> [Task prompt]: Quote every line of the data below as it stands, omitting pictures.

Image-grounded pointing data:
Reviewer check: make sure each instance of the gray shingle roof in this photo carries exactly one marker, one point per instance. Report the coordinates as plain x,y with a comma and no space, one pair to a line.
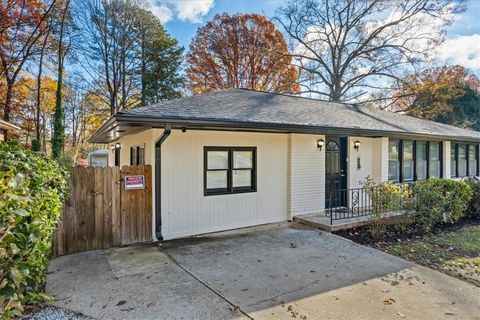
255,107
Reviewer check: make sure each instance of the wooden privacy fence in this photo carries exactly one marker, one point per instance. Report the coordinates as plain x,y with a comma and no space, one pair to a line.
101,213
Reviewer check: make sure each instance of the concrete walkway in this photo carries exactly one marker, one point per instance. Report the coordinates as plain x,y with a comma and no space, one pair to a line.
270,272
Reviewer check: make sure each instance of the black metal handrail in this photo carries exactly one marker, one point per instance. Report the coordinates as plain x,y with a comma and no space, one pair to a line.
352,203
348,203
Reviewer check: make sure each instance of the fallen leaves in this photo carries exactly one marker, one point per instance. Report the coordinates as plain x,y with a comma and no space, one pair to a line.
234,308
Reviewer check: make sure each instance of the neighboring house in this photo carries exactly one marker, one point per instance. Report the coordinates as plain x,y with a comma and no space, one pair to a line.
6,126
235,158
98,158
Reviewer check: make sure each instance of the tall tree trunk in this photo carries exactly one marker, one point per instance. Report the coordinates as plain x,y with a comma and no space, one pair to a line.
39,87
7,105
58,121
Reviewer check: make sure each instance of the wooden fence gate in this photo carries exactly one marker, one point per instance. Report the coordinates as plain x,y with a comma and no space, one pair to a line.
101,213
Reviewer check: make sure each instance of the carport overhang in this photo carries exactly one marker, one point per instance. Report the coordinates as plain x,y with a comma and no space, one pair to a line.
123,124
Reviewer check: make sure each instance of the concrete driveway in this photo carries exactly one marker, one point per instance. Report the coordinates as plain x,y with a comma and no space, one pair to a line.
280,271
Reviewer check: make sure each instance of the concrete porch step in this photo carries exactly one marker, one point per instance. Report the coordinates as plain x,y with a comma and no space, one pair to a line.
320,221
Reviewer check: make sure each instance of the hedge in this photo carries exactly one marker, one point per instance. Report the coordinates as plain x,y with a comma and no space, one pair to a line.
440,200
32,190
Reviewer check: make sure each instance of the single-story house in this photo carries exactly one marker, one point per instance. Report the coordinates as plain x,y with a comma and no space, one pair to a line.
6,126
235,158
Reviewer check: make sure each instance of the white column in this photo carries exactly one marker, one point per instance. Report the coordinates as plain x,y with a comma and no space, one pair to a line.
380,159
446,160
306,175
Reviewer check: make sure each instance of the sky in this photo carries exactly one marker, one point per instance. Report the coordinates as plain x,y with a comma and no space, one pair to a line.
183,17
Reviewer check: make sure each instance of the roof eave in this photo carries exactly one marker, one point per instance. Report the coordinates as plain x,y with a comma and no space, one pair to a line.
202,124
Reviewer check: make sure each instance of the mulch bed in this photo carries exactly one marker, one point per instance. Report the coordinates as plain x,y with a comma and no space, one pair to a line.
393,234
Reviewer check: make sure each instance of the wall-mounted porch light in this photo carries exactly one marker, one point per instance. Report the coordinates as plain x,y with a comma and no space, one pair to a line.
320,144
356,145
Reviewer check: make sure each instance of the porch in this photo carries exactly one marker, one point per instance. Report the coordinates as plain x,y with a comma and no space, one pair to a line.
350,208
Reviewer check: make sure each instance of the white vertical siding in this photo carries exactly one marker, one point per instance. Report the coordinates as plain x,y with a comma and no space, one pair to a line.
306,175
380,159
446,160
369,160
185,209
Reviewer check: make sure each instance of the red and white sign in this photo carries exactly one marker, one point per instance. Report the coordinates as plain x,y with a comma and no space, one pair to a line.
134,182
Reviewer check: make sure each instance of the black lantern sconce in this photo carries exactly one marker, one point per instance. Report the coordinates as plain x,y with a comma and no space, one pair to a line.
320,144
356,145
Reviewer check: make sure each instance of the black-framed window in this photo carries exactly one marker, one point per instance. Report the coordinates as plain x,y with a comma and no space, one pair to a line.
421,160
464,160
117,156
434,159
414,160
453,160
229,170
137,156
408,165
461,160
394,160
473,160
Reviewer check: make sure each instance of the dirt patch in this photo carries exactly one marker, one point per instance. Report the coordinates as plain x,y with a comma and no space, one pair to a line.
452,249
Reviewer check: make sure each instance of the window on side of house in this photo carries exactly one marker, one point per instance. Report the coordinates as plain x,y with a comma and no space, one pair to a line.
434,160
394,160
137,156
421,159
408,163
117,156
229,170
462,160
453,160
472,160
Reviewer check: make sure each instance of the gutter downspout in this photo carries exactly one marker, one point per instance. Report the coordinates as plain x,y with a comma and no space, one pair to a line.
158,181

> [Exercise solution]:
Reviewer check: make sure each instance of the gray shingle roof in this photo carries exactly one marker, one point per instance. Report the coordinates as plain x,y with a comma and no space, one pair to a line.
255,107
Reviewer check: make sure each instance of the wooden privacy fence in this photo carries exactly one marker, one point per instance. Report the coordinates as plain x,y with a comma and no space, one pair to a line.
101,213
Reviewer check: make sure each instance of the concrete walkway in this photo carries exactly one marker, one point per instance. Report the coordinates as plain x,y with a comma and no space, one pair to a line.
270,272
Reviewer check: make sure each instance of the black metal handrail in this photo carries exactly one marker, one point per instance. Report the coordinates as plain x,y with a comma and no space, one pair to a line.
352,203
348,203
Reviewer check: make sure each instance of the fallen leaves in this photo carries exactly one marker, one point per instance. Report the coordinates as plain x,y with a comma and no space, one pair to a line.
234,308
Reviewer check: make sure each instance of the neighboring house in this photo carries exactly one marker, one point per instance. Report the coordinates as plain x,y with a comma and no space, one pair to a line.
6,126
235,158
98,158
Reviewer check: make sure each instance of the tall tree trunk in this photo carries exactly one marker, one point per instance. Report the coordinates as plain x,y with a comma and no space, one pair to a line.
39,87
7,105
58,121
Reviewer check: make sure each instance of the wooden fence gate in this photo carries exactly one marker, one point per instance. Report the coordinates as plain x,y with a comma and no space, one pair to a line.
101,213
Reviewer check: make sure each instance of the carport overhang in this photo carries exactly one marker, one point per instance. Report the coordinates as plain x,y with a comma and no space, one pair to a line.
123,124
Reviewer check: make sure each instance of the concrete driveway in this photo carries exactly one marker, one point per instance. Report the coordinates as plain x,y with a comma and no space, one pair to a line.
280,271
Reviewer check: make sure each instance of the concrete porch step in this photo carries exactly one marker, one point per instance. Report the coordinates as plain x,y with a comma and no space, one pair to a line.
320,221
Reviewer check: make sure each instance of the hedge in this photo carries exactly one marker, one point per instance. Report the coordinates as plain x,y with a comma and no space, one pair to a line.
440,200
32,190
Reviewer check: make sure each instance of the single-story house in this photo carries exactly one marker, one point per instance. Report the coordinates as plain x,y with a comma and no space, one pair to a line.
6,126
235,158
Reviewer check: make sure each instance of the white column in this photo carries exactly one marker, one point per instance. Report the coordinates as plain x,y with a comma and no space, one pair to a line.
380,159
446,160
306,175
Reviewer check: make sure each instance of the sky in this photo carries exactly one marker, one point per instance. Report the coordinates as plain x,y with a comma and no space, one pair to a line.
183,17
Reviewer check: make sure each instance of the roof eave in this photo carries exactly one marker, one point per instance. Report the coordinates as plain x,y with a comma and no space, one pair to a line.
202,124
Reviewer check: make sure each instance of the mulch bed in this photo carries exactly one marker, one point per instance. Report the coordinates as plain x,y with a comma and no space, one pair to a line.
393,234
Reviewer check: make sure each instance of the wall-mounted porch light in this photo carries exactly one marker, one point per instance. Report the coordinates as plain x,y with a comma and no space, one pair to a line.
320,144
356,145
Reviewer check: make sure each instance of the porch in this photo carries exactly one marker, one point per instance. Report the coordinates as plain x,y with a comma and no space, one pair to a line.
350,208
Reviewer check: make sure each instance of the white vertical siding in this photo carries exactly one marker, one point per instance. Report the coordinates as plain x,y with a comma and no space, one pair to a line.
306,175
380,159
446,160
369,160
185,209
Reviewer check: make sure each instance of the red and white sign in this photo carries exactly one marker, one point per instance. Report the coordinates as plain x,y with a comma and no space, one pair to a line.
134,182
Reviewer check: make sure each instance of the black lantern sconce in this photo carries exactly one marker, one point per instance. Report the coordinates as plain x,y with a comma and no space, one pair to a line.
320,144
356,145
Reviewer check: make sure each instance of the black-framed window in this photo carries exactly one marker, one point per instance. Report the coordinates as plain x,y with a comma and no space, one pair to a line.
421,160
464,160
117,156
434,159
414,160
453,160
229,170
137,156
408,165
461,160
394,160
473,160
Reviewer check: make sure each instance of the dirt patch in this photo carries exactly one marker, one point per instance. Report the coordinates as plain x,y with a comma and no space, one pair to a line.
452,249
Reviewer check: make sure each instance of the window on side of house in this photo carries exactly one marker, one point per instance. Report the coordinates as plain x,y with a comma and no space, one pair to a line.
434,160
394,160
137,156
421,159
408,163
117,156
229,170
462,160
453,160
472,160
Reviewer check: make sure each instance of the gutter downspout in this photo carries exactly one marker, one point per instance. Report the coordinates as plain x,y with a comma and no space, one pair to a line.
158,181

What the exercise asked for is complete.